[begin Text to read]
Acting is take it or leave it in Sorcerer’s Stone. The kids were okay (and Draco Malfoy had this Darth Vader music theme going on every time he did something just in case you missed the point that he was Bad), but they didn’t bring too much innovation to the role. For instance, Hermione nails the eager student thing, but the film doesn’t allow her to be interesting beyond that. Essentially, she’s a one-note joke.
Hagrid was pretty cool, and Alan Rickman as Professor Snape absolutely nailed the evil aura of the character. However, with such a large cast, many key parts were underplayed or overlooked. When you have John Cleese in a film (as Nearly Headless Nick), you don’t give him TWO lines, one of which is exposition! Most of the Hogwarts teachers were glossed over, as were Harry’s other friends, such as Neville (who they kept whisking in quickly to advance the plot, and then yanked him out again) and Fred and George Weasley (the troublemakers from the book have only a handful of non-funny lines here).
Most of all, Daniel Radcliffe as Harry did alright with the whole “open eyes at the wonderment of magic” bit, but was rarely allowed to express the sadness and worry that Harry should’ve had. My favorite Harry scene was just where he was sitting in front of a mirror in silence, watching his long-deceased parents’ reflection.
May I point out one shining actor that should be given more leeway in the next film? Whoever played Wood, the Quidditch captain, deserves a nice pat on the back. I genuinely liked this guy – he felt like the Wedge of the Harry Potter world. The acting felt natural, and he got to be an action hero to boot.
Maybe staying too true to the book was a detriment here, since the filmmakers seem so intent on hitting every magical note that they largely skip over interesting dialogue and important messages (don’t get me started how blatant some of the speeches are in forcing a moral; i.e., “friendship is made of friends” and whatnot). The actual purpose of the school – classes teaching kids magic – are virtually ignored or given brief montages. Hogwarts became less of a school in the movie and more of an interesting place where stuff happens. Still, at no time was I forcing myself to like the film for the sake of liking the book. I just liked it for what it was.
[end Text to read]
[begin Dataset records]
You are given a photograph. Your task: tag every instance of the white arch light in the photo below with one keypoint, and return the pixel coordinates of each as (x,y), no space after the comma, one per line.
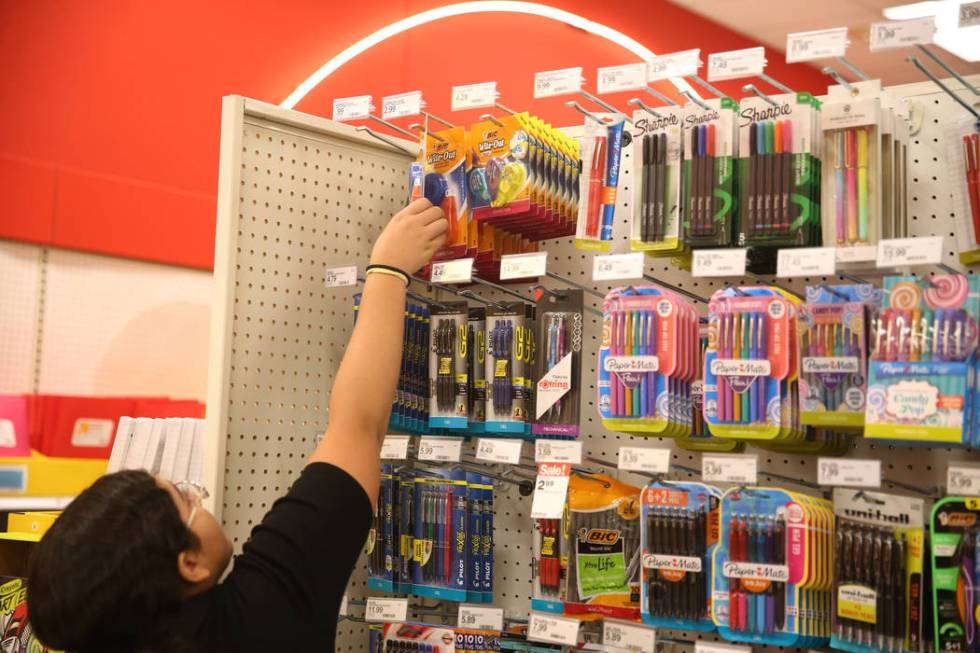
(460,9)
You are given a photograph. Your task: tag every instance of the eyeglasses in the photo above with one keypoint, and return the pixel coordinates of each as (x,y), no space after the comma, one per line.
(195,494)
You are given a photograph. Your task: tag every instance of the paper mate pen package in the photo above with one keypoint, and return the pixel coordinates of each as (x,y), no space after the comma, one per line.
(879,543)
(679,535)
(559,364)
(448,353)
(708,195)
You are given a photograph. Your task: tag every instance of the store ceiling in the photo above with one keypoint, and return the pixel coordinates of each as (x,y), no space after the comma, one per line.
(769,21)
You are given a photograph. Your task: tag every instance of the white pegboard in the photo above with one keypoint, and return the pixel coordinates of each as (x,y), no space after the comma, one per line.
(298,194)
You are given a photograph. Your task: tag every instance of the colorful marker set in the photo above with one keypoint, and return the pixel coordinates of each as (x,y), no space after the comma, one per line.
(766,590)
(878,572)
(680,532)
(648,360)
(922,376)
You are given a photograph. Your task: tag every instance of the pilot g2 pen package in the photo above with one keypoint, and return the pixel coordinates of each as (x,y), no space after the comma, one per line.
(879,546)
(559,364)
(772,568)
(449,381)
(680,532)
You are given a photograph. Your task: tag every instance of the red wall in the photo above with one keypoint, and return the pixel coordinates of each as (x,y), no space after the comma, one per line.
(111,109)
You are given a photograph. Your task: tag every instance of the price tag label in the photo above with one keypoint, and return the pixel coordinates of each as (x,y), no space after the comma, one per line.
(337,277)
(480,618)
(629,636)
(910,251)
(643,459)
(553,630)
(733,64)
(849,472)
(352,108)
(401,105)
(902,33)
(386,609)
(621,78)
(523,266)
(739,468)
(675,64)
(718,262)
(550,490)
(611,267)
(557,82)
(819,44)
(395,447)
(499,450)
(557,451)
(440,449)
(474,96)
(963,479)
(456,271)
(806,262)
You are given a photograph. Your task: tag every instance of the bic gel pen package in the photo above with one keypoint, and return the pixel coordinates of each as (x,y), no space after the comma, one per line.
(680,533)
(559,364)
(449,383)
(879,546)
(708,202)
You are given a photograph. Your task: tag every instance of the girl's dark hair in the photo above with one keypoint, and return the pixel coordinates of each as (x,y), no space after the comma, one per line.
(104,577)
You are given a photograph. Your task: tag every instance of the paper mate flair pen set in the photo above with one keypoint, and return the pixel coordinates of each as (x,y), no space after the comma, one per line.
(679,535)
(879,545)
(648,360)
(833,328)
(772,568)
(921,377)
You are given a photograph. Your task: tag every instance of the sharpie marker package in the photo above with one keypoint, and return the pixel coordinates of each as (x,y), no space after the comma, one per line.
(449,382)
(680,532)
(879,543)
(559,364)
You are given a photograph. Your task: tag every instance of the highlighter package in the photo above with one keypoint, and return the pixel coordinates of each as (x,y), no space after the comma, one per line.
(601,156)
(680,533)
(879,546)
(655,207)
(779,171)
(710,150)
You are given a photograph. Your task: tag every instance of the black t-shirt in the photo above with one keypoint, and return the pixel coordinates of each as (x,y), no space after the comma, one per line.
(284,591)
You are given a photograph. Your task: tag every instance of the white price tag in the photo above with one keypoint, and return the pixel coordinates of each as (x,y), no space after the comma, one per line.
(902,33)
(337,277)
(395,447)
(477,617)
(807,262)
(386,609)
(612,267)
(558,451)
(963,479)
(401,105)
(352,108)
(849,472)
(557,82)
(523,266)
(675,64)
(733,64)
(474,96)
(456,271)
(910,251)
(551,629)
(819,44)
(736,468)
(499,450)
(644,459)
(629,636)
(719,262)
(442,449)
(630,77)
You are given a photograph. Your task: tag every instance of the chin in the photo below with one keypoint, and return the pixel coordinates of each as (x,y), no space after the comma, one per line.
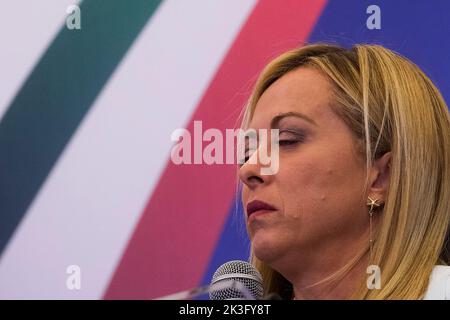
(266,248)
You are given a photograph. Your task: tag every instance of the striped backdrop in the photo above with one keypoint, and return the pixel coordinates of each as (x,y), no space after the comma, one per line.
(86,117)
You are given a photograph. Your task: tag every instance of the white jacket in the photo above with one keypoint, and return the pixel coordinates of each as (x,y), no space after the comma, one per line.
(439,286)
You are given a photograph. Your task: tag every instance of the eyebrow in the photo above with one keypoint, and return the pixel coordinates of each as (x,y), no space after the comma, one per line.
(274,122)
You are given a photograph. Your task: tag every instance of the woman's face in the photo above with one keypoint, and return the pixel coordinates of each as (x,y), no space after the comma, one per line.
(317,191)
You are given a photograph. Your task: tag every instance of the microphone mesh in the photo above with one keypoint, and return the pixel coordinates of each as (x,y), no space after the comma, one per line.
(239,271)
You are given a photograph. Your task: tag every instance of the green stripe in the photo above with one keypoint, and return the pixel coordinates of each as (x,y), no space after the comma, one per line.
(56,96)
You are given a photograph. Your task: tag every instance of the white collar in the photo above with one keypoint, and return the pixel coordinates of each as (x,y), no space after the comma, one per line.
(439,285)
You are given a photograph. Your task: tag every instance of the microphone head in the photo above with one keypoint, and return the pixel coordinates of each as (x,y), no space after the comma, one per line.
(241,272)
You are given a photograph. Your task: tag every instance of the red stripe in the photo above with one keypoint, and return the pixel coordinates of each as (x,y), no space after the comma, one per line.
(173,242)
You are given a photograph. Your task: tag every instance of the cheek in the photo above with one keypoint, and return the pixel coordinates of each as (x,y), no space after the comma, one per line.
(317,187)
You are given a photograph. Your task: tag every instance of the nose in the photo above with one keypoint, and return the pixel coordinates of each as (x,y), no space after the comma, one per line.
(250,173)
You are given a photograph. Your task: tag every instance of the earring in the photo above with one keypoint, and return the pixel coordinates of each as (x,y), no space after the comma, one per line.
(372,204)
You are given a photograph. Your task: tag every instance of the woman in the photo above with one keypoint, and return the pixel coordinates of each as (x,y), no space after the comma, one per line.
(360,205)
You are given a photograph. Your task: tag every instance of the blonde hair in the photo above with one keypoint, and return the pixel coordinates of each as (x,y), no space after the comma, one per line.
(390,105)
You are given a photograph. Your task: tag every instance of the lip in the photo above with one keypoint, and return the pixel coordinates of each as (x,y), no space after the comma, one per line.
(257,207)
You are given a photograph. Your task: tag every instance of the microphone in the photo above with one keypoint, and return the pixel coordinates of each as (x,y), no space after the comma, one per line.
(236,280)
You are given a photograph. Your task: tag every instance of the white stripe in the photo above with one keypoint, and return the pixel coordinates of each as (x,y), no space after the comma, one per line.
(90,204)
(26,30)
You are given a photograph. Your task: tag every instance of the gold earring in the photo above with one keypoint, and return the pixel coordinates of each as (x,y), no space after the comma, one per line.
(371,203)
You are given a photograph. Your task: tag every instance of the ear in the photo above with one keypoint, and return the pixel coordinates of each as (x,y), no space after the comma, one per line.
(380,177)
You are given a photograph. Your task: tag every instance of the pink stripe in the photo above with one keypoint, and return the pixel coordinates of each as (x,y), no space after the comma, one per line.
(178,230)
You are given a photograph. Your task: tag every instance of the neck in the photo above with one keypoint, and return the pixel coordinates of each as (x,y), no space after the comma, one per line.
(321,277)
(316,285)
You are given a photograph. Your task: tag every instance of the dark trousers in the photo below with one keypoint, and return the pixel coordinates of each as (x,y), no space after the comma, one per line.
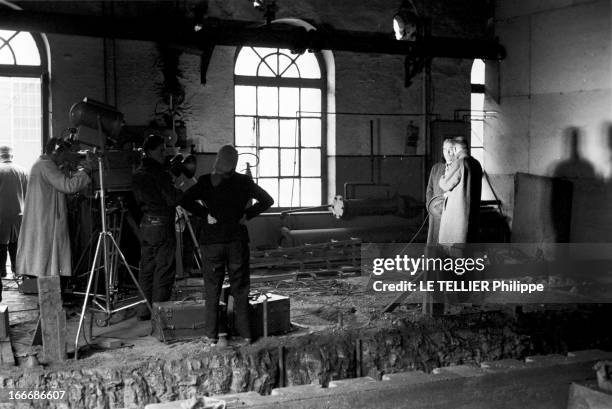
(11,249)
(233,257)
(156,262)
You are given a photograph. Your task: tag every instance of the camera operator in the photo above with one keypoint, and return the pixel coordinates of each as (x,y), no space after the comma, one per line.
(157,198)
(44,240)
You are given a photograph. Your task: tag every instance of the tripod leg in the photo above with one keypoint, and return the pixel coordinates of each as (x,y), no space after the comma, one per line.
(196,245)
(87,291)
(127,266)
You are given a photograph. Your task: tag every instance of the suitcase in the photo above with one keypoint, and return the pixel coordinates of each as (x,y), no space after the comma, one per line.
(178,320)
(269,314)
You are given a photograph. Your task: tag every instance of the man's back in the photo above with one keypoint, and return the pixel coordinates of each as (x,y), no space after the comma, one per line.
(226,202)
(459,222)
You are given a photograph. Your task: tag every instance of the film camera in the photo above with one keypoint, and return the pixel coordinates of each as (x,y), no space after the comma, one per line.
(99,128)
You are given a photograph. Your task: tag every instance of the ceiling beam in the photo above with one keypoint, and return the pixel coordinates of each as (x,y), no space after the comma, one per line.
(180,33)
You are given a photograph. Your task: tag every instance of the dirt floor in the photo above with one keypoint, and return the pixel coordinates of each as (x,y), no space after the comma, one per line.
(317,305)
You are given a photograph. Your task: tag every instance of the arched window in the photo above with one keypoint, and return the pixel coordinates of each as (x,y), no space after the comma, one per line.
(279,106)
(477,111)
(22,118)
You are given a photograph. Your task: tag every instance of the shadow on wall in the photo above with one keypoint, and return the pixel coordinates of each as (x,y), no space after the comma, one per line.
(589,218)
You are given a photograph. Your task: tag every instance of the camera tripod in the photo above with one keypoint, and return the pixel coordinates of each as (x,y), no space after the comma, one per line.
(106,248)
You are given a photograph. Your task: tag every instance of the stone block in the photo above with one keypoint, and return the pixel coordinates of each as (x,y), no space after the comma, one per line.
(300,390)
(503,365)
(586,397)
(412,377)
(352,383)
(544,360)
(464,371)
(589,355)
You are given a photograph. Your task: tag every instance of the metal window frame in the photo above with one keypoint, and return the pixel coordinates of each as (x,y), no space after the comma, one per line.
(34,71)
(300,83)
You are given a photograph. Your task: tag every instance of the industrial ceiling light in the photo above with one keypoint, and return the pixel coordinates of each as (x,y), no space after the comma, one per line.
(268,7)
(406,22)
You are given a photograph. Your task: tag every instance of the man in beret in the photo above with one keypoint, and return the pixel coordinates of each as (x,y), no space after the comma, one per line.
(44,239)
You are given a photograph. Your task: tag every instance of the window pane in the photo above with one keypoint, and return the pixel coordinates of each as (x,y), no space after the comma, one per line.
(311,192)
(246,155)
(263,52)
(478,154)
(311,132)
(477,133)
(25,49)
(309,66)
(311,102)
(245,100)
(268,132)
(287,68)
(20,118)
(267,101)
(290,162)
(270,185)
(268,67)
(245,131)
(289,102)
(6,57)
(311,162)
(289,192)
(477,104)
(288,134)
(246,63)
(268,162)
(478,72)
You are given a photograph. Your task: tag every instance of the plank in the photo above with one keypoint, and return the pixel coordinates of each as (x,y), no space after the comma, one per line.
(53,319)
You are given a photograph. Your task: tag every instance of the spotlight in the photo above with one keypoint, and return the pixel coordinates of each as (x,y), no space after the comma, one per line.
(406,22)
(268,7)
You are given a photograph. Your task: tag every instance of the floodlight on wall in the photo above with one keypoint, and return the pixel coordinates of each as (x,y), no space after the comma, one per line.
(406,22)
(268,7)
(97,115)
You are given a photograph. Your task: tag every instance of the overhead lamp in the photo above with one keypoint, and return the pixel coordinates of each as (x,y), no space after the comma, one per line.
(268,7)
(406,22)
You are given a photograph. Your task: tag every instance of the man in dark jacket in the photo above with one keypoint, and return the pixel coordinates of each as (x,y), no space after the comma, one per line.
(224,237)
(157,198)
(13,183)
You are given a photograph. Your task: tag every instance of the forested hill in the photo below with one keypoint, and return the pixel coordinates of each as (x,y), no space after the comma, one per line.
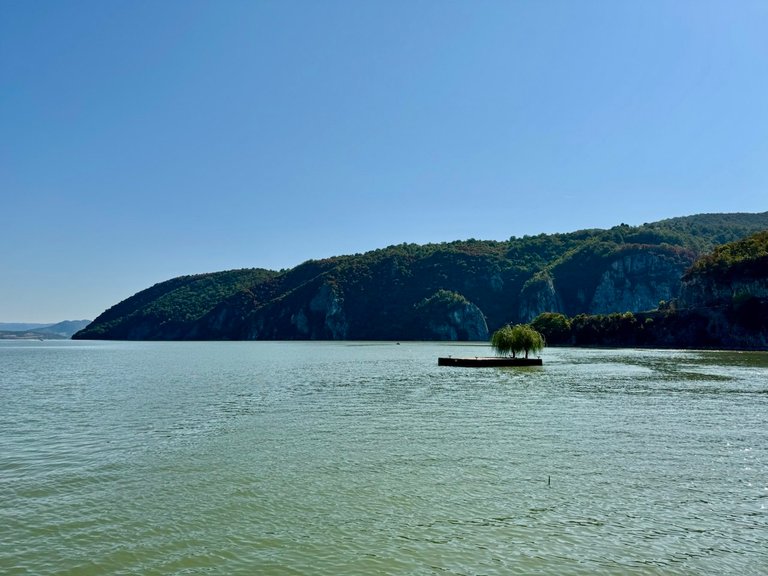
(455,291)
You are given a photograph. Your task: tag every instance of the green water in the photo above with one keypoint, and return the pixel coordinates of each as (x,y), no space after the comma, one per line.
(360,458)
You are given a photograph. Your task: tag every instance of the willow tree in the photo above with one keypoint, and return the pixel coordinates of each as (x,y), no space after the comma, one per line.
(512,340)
[end Dataset records]
**Exercise aim**
List every actor the film review mentions by name, with the character each one plays.

**Complete response**
- Alan Rickman: Professor Snape
- John Cleese: Nearly Headless Nick
- Daniel Radcliffe: Harry